> Material provided
##############################

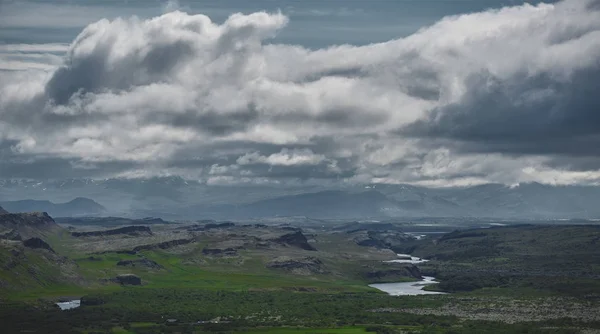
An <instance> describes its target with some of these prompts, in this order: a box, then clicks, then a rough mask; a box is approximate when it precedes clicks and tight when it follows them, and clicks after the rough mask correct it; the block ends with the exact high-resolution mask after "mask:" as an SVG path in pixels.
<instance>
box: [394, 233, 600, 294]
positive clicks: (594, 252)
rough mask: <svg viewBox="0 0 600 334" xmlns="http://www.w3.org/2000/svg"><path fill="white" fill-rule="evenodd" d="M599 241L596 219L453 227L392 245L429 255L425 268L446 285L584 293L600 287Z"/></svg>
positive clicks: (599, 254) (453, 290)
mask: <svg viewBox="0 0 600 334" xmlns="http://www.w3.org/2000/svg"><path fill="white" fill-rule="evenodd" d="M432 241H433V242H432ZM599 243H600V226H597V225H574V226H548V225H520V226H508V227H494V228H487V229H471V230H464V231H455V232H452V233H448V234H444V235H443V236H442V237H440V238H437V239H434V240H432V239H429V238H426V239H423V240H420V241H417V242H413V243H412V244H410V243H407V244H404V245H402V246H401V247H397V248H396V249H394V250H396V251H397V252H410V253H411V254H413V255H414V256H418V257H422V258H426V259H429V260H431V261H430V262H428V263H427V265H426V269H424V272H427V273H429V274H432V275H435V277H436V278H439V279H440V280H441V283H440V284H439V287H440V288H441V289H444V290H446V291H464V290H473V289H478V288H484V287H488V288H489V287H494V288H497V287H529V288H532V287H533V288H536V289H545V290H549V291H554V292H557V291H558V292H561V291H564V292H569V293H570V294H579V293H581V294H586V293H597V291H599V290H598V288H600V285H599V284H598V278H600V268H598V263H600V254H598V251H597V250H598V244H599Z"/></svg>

##############################

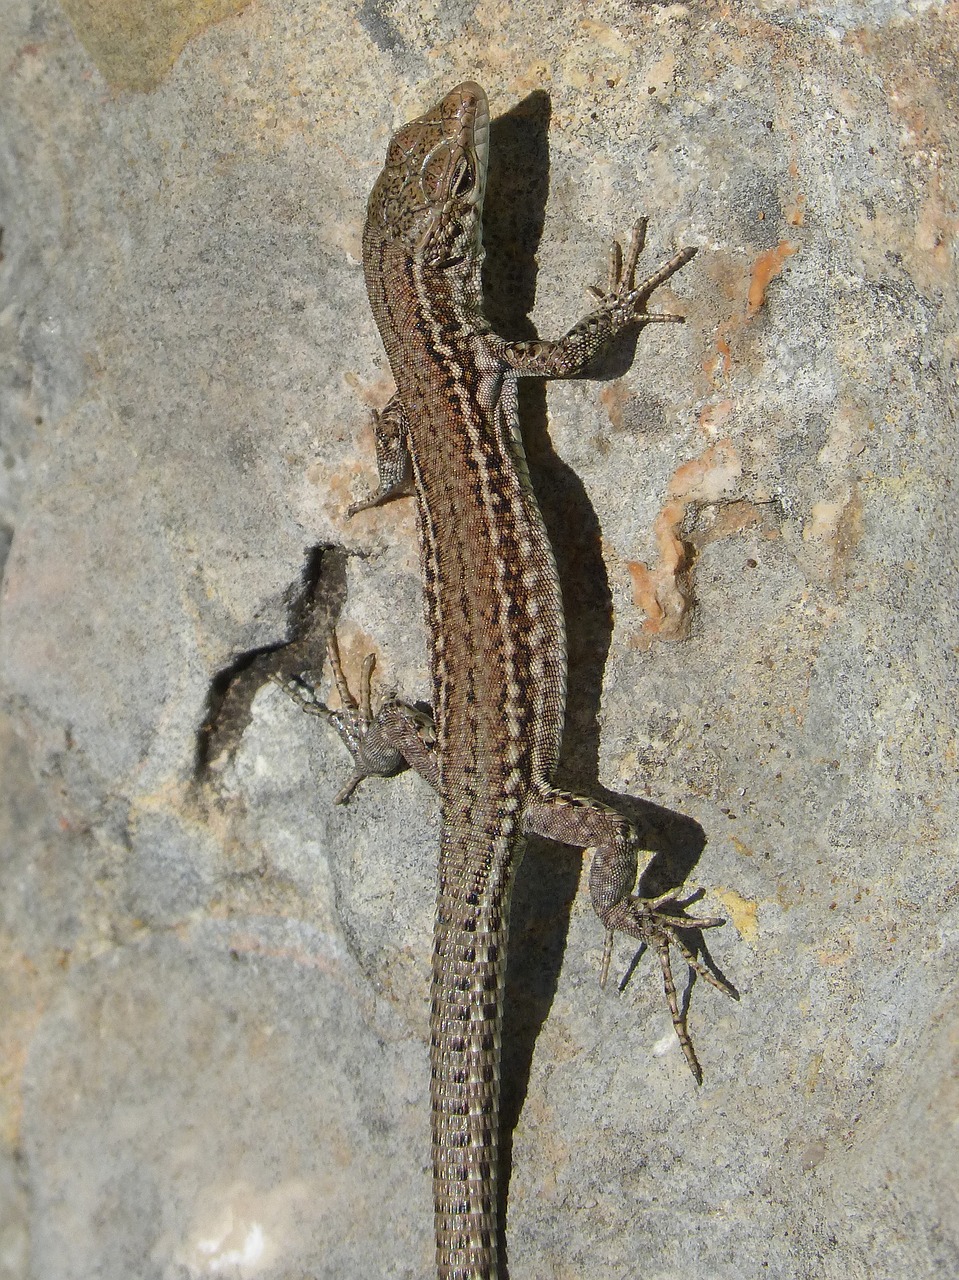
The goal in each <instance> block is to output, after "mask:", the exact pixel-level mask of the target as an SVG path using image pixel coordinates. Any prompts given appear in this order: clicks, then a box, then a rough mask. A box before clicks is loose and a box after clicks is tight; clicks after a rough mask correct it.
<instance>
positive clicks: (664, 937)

##############################

> Work to complete
Write out every line from the data above that includes "then".

> Result of the exercise
An <instance> describes its target with some of these prompts, in this order: a box, then clicks, then a rough mask; a box is approximate when it precedes clicks and tight when it follows them, and clicks after the rough mask correct it; the block ends with the exact high-resolution mask after "mask:" as an SVG path in pixels.
The goal in each <instance> block is to output, after "mask:", the exact pixel-level mask of the target as an SVG path using image pixel coordinates. Any prompts given appear in this order: clicks, then a box, then a rough mask. A box before clicks is loose and a box after clicks is tight; clicks after a rough mask correct it.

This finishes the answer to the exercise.